■ SHORT PROBLEM
Rewrite the records from the line holding "Return one point per instance of the row of tulips" through the end of the records, both included, with "row of tulips" changed to "line of tulips" and everything else left as it is.

■ DATA FOR THIS TASK
☆ ☆ ☆ ☆ ☆ ☆ ☆

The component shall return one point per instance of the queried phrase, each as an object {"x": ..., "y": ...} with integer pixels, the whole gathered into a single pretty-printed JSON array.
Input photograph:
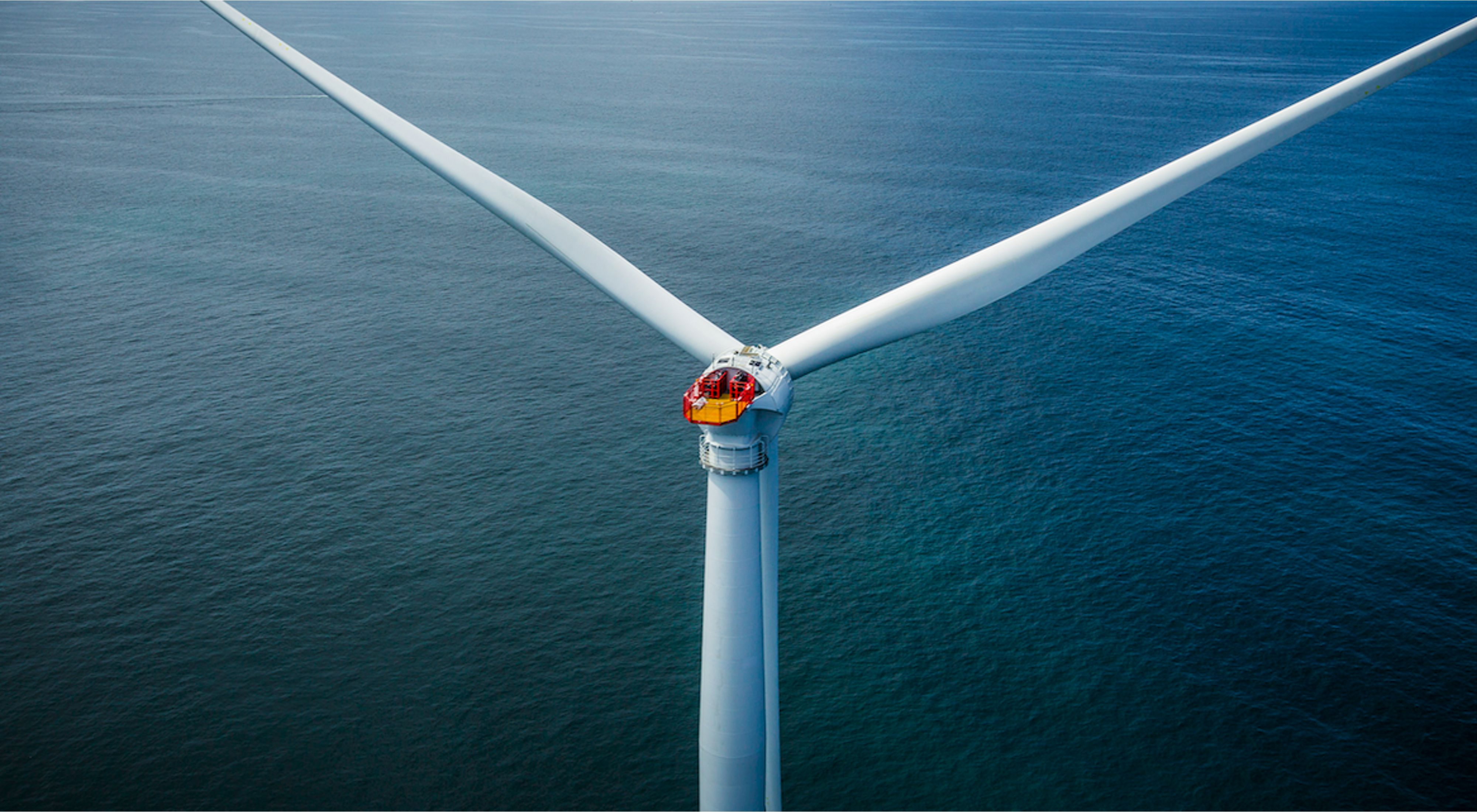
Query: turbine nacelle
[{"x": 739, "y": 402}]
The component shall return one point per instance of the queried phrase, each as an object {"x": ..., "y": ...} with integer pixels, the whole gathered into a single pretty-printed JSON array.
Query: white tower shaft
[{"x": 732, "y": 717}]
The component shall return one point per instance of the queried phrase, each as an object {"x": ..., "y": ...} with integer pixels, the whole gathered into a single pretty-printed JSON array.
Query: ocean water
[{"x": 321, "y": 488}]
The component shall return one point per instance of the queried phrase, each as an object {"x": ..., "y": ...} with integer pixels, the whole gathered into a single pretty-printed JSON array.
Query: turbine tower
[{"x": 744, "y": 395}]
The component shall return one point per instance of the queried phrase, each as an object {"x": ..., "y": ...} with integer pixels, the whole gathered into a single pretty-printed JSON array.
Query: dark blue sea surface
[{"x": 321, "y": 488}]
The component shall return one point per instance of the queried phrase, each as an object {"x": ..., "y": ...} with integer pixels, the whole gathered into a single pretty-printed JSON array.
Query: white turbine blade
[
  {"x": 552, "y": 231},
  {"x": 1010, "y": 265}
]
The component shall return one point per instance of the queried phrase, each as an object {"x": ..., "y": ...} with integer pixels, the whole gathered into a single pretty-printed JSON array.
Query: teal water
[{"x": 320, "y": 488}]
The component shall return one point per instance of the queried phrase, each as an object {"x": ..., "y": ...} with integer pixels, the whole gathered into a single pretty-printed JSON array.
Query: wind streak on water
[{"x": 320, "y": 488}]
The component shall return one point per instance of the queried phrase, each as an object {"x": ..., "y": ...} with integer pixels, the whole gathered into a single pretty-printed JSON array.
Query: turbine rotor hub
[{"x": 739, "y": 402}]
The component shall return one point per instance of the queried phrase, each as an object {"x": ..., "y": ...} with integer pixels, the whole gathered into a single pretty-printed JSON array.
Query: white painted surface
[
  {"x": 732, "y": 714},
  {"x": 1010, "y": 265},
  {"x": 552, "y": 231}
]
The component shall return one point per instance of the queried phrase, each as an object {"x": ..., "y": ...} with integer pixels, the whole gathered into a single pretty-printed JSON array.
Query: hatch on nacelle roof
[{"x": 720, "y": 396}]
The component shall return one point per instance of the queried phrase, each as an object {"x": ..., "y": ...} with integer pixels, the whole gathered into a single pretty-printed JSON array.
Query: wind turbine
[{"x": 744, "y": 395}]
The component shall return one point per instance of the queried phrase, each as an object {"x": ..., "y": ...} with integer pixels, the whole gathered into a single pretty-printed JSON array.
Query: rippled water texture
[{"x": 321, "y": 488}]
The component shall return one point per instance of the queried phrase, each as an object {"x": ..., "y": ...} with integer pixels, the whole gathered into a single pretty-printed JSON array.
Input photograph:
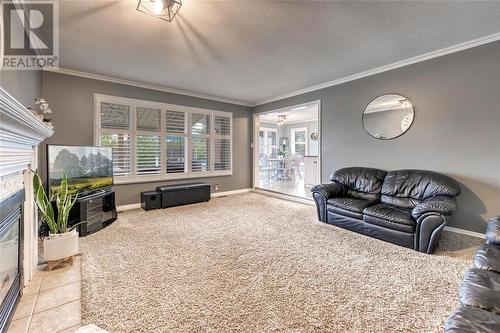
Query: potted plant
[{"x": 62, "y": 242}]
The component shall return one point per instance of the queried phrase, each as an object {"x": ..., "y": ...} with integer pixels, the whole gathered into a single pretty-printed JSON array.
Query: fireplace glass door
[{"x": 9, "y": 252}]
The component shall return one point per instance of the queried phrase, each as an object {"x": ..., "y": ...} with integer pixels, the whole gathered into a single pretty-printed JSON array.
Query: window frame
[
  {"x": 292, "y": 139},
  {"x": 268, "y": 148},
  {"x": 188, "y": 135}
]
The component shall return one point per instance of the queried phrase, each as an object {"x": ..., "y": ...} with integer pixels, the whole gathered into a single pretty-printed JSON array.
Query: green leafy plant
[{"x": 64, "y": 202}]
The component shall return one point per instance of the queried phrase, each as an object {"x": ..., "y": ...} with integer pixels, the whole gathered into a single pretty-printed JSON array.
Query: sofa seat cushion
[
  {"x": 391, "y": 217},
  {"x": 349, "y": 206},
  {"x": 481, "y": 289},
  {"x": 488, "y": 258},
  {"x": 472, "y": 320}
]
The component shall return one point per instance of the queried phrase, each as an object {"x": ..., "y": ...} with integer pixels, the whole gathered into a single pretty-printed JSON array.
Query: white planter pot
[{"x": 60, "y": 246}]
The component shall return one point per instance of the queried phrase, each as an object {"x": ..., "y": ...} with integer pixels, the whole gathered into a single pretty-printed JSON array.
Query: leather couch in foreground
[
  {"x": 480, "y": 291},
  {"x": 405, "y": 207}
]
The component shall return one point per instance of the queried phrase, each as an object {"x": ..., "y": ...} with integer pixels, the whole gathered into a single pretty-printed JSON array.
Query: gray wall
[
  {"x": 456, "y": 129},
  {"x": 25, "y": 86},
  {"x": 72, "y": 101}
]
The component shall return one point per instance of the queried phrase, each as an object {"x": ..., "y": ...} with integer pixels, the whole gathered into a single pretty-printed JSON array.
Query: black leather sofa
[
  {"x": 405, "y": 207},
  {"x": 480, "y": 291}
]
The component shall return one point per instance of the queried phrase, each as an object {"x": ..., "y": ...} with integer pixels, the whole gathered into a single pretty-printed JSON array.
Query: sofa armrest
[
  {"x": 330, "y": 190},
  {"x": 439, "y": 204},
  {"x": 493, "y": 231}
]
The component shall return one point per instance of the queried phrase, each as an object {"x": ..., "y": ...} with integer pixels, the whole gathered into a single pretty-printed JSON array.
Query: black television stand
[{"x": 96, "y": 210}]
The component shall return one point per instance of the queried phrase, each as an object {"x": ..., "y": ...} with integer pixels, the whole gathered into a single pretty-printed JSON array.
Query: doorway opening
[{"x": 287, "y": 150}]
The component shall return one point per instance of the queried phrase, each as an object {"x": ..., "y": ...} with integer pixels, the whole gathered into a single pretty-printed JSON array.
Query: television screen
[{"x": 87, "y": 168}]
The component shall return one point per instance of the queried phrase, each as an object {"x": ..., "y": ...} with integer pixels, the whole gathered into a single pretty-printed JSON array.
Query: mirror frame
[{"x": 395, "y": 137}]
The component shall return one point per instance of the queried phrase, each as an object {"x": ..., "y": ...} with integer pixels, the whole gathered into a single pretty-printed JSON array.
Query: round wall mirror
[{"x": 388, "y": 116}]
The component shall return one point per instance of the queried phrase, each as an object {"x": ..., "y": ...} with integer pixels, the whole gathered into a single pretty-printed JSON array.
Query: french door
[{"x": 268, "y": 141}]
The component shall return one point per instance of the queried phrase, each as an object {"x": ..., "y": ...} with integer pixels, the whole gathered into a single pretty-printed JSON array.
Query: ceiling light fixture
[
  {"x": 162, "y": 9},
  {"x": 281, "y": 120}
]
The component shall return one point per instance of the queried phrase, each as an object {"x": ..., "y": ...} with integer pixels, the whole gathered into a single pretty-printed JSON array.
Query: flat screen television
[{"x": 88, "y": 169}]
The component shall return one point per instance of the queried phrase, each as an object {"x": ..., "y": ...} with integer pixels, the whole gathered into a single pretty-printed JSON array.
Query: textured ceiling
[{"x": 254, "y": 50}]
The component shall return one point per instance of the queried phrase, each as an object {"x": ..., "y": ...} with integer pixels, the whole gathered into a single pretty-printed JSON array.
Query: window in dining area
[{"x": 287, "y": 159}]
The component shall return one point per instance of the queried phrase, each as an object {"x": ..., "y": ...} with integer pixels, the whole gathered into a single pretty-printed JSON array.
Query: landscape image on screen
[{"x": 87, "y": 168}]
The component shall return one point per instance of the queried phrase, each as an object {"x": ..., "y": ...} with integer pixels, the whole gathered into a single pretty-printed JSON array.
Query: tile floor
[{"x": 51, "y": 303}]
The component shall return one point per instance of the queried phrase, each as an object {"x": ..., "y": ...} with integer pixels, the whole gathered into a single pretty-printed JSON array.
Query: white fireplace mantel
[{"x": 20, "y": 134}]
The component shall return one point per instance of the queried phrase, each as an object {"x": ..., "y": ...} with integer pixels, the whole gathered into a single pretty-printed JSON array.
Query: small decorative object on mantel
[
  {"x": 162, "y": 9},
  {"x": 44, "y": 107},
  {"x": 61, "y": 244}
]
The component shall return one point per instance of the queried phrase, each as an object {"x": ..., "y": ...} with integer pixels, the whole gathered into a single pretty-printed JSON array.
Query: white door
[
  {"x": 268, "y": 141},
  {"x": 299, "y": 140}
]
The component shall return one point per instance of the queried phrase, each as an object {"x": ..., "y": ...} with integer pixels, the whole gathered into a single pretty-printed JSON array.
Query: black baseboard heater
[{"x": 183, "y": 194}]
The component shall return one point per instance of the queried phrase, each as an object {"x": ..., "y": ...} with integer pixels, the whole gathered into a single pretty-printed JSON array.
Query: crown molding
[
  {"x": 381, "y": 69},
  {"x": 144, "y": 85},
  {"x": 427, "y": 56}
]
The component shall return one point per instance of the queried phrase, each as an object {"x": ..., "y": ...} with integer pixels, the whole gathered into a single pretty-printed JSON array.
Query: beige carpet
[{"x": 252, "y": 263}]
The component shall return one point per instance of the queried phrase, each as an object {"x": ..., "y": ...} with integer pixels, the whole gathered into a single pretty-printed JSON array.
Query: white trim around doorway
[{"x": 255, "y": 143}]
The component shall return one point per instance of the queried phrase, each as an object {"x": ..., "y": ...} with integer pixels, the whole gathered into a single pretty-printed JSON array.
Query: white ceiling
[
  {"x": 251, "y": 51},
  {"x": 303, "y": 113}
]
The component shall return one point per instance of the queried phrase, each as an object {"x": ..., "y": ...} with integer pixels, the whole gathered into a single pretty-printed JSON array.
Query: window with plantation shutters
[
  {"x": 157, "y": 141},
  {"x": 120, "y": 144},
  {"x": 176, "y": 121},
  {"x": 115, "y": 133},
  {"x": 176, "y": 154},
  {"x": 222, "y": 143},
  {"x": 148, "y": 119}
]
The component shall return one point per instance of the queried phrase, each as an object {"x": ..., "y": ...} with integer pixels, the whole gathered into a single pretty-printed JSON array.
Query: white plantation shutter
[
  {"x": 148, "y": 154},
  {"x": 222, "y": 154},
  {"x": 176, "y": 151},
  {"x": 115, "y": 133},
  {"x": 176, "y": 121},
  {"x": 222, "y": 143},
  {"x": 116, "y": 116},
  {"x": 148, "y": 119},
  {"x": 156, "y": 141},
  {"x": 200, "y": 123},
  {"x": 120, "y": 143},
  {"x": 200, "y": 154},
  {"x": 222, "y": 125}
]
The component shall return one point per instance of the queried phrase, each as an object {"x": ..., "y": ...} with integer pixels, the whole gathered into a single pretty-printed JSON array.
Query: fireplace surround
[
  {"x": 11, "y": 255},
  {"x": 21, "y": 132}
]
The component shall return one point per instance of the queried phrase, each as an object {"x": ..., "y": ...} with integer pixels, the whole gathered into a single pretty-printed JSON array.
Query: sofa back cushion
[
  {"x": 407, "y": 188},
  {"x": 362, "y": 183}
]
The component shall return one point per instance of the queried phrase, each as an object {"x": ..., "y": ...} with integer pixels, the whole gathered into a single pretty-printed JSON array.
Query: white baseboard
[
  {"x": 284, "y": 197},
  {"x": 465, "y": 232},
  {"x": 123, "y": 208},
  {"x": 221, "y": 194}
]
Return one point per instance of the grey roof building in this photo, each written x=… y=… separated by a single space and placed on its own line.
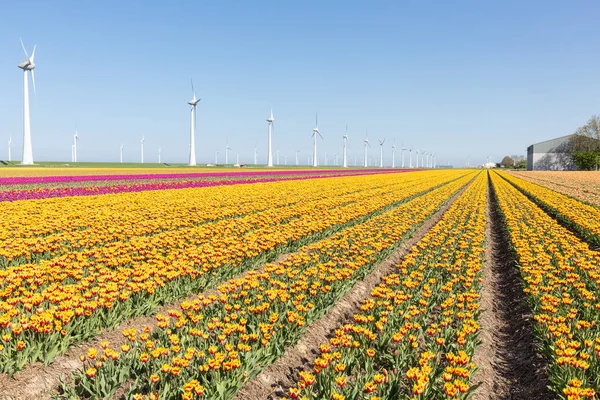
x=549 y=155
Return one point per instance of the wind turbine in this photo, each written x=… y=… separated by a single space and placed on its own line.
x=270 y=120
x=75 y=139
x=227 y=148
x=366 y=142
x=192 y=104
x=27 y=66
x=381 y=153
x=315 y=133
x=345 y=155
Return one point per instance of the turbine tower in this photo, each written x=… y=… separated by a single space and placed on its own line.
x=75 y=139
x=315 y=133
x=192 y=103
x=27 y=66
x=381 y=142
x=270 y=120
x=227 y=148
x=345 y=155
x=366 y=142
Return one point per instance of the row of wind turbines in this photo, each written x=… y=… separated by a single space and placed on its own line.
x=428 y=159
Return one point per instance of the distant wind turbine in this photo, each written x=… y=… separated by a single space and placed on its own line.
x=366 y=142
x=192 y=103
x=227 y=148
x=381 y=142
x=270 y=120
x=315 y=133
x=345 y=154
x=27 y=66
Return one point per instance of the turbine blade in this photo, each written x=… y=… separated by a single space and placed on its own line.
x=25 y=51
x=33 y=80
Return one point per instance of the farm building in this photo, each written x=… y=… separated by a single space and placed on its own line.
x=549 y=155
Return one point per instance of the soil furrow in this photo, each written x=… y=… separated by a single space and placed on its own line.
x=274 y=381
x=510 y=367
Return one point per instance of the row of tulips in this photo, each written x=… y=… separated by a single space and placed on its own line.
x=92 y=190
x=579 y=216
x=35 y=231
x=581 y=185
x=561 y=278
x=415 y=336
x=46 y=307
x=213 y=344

☆ ☆ ☆ ☆ ☆ ☆ ☆

■ THE OUTPUT
Return one point per instance of the line of tulips in this photo, each written x=… y=… separated by a single space and placed on its own line.
x=92 y=190
x=579 y=216
x=35 y=231
x=581 y=185
x=561 y=278
x=415 y=336
x=46 y=307
x=213 y=344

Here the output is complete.